Required work:
Every line of the material is to be given again exactly.

+---+

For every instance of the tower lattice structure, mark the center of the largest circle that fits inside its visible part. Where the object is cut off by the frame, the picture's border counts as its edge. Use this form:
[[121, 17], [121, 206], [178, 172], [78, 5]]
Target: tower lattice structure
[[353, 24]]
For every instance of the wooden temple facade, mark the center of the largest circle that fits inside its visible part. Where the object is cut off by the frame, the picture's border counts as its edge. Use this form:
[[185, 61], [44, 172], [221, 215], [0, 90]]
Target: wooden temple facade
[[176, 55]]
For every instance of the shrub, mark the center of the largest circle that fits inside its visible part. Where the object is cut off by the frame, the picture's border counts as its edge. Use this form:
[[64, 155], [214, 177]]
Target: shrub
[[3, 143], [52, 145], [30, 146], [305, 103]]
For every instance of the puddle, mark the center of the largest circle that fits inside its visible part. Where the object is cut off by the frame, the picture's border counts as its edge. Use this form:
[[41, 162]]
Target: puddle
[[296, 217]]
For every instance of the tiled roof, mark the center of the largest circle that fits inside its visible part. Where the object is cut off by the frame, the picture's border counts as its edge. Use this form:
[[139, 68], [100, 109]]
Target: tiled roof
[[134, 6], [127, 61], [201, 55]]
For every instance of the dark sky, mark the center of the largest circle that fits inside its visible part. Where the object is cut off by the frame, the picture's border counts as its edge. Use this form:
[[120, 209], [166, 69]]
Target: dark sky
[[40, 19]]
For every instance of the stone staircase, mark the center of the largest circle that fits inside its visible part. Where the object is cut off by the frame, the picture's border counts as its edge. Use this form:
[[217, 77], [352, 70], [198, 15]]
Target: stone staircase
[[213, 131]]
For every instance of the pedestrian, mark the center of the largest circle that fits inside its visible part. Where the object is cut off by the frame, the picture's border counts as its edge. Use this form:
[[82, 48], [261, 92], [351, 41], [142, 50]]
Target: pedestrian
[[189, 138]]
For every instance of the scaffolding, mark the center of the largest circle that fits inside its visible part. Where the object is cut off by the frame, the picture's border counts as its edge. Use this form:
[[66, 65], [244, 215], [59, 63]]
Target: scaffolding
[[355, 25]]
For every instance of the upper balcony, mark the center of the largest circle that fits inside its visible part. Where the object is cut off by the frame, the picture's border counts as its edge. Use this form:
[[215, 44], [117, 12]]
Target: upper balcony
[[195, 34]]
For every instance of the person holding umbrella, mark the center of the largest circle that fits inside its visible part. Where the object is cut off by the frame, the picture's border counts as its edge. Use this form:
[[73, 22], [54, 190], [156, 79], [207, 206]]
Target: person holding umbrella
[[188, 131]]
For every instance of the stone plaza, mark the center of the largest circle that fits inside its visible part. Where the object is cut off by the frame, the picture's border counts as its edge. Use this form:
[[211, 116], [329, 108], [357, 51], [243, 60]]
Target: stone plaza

+---+

Result of the exercise:
For every instance of the tower lattice structure, mark the center of the largest circle that fits inside its visible part. Where the object is cut off by the frame, the picture's border counts as its edge. Use this form:
[[121, 17], [121, 206], [178, 172], [78, 5]]
Target: tower lattice structure
[[353, 24]]
For every instance of the wooden temple facade, mark the center of the largest circle that fits inside its visible part. Where the object is cut off by the frame, the picture's border counts as its edge. Use this form:
[[185, 61], [44, 172], [221, 215], [0, 90]]
Target: wooden temple facade
[[176, 55]]
For every instance of the shrub, mark the center of the largest circle that fits inside its visible part. Where the object is cut off by the frame, the picture's border counts as its edge. Use this form:
[[64, 155], [214, 177]]
Target: shrub
[[3, 143], [52, 145], [30, 146], [305, 103]]
For every instance of the puddle, mark the center of the largest circle that fits inside its visible part. Where the object is cut off by the frame, the picture's border counts as its edge. Use this form:
[[41, 162]]
Target: puddle
[[296, 217]]
For every instance of the tiled roof, mark the center of the largest circle that fits inside its visible part. Where the object is cut off by the frame, the picture's border counts as its edge. Use this form:
[[139, 68], [100, 109]]
Target: tiled roof
[[134, 6], [127, 61], [201, 55]]
For every instance of the dark sky, mark the center of the largest circle that fits inside its visible part. Where the object is cut off by the frame, the picture's border counts as its edge. Use this form:
[[120, 209], [166, 69]]
Target: dark sky
[[40, 19]]
For every instance of the stone staircase, mark the center of the largest circle that fits inside its visible part. Where the object is cut off by the frame, the picture's border counts as its edge. Use this form:
[[217, 77], [352, 70], [198, 15]]
Target: stone staircase
[[213, 131]]
For every instance of the pedestrian, mark the center of the largest circle that fits inside its visible part. Where the object is cut off by the frame, the picture's border counts as its edge. Use this form:
[[82, 48], [261, 92], [351, 41], [142, 50]]
Target: pedestrian
[[189, 138]]
For every instance of the scaffolding, mark the center of the largest circle that fits inside its visible part. Where the object is cut off by the frame, the picture's border counts as its edge. Use this form:
[[66, 65], [244, 215], [59, 63]]
Target: scaffolding
[[355, 25]]
For every instance of the upper balcony, mark the center of the largest circle that fits inside its visible part. Where the object is cut off by the frame, the picture's border counts as its edge. Use this form:
[[215, 44], [117, 12]]
Target: upper balcony
[[195, 34]]
For every instance of the person holding umbrella, mark the center of the largest circle that fits inside its visible part. Where the object is cut off by the frame, the picture's border counts as its edge. Use this form:
[[73, 22], [54, 190], [156, 79], [207, 206]]
Target: person holding umbrella
[[188, 131]]
For every instance of the stone plaza, mark the center of the largest circle that fits inside its visible part. Where the object is cut off by the frame, the picture's border counts as its edge. Use this form:
[[211, 116], [329, 108], [357, 51], [243, 60]]
Target: stone plaza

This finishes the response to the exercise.